Every line of the material below should be repeated exactly.

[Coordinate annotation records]

§

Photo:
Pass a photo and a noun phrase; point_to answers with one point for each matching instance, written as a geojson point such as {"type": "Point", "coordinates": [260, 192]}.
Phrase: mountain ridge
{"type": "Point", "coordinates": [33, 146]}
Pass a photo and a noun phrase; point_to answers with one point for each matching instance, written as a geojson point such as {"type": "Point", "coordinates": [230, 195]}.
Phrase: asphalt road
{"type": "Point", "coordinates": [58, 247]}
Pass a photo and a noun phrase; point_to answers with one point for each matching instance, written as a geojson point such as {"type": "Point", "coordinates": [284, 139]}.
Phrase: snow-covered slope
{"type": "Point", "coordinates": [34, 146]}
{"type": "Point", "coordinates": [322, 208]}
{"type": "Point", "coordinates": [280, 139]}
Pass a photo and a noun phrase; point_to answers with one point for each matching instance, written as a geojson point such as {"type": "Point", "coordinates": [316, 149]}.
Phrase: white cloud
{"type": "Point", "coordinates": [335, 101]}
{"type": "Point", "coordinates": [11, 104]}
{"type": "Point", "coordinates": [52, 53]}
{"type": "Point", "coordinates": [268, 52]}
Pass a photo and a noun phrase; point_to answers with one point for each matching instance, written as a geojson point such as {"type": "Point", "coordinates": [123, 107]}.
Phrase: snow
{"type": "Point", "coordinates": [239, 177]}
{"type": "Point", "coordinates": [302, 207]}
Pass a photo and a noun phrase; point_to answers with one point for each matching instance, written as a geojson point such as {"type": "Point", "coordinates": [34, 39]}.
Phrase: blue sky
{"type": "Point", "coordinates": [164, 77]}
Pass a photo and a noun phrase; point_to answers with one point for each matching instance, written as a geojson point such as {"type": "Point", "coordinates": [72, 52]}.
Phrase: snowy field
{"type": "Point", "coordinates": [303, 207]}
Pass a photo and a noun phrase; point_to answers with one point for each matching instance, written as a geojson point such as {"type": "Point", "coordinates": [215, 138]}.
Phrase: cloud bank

§

Result of the task:
Photo:
Pass a photo and a noun phrase; point_to answers with one point for each matching instance, written as a geojson point such as {"type": "Point", "coordinates": [260, 192]}.
Phrase: mountain ridge
{"type": "Point", "coordinates": [33, 146]}
Pass a photo and a noun phrase; point_to answers with one point for each matching instance, written as a geojson point such as {"type": "Point", "coordinates": [230, 195]}.
Phrase: asphalt road
{"type": "Point", "coordinates": [58, 247]}
Pass a photo and a noun phrase; point_to answers with one point for each matching instance, written as a geojson point such as {"type": "Point", "coordinates": [284, 139]}.
Phrase: snow-covered slope
{"type": "Point", "coordinates": [34, 146]}
{"type": "Point", "coordinates": [322, 208]}
{"type": "Point", "coordinates": [280, 139]}
Pass a photo and a noun phrase; point_to answers with one point for each matching instance, written as a geojson point such as {"type": "Point", "coordinates": [316, 149]}.
Phrase: white cloud
{"type": "Point", "coordinates": [335, 101]}
{"type": "Point", "coordinates": [11, 104]}
{"type": "Point", "coordinates": [52, 53]}
{"type": "Point", "coordinates": [268, 52]}
Pass a photo and a noun phrase; point_to answers with one point for each matching instance, written as a geojson point such as {"type": "Point", "coordinates": [123, 107]}.
Phrase: snow
{"type": "Point", "coordinates": [239, 177]}
{"type": "Point", "coordinates": [302, 207]}
Pass a photo and a noun phrase; point_to answers with one point for each matching instance, written as a geojson point such as {"type": "Point", "coordinates": [34, 39]}.
Phrase: blue sky
{"type": "Point", "coordinates": [164, 77]}
Pass a photo and a noun phrase; point_to answers with one point for each matching instance, written as a geojson point such as {"type": "Point", "coordinates": [72, 52]}.
Phrase: snowy field
{"type": "Point", "coordinates": [303, 207]}
Pass a photo and a noun phrase; point_to answers with one point for each matching instance, written as a geojson point such as {"type": "Point", "coordinates": [215, 138]}.
Phrase: cloud bank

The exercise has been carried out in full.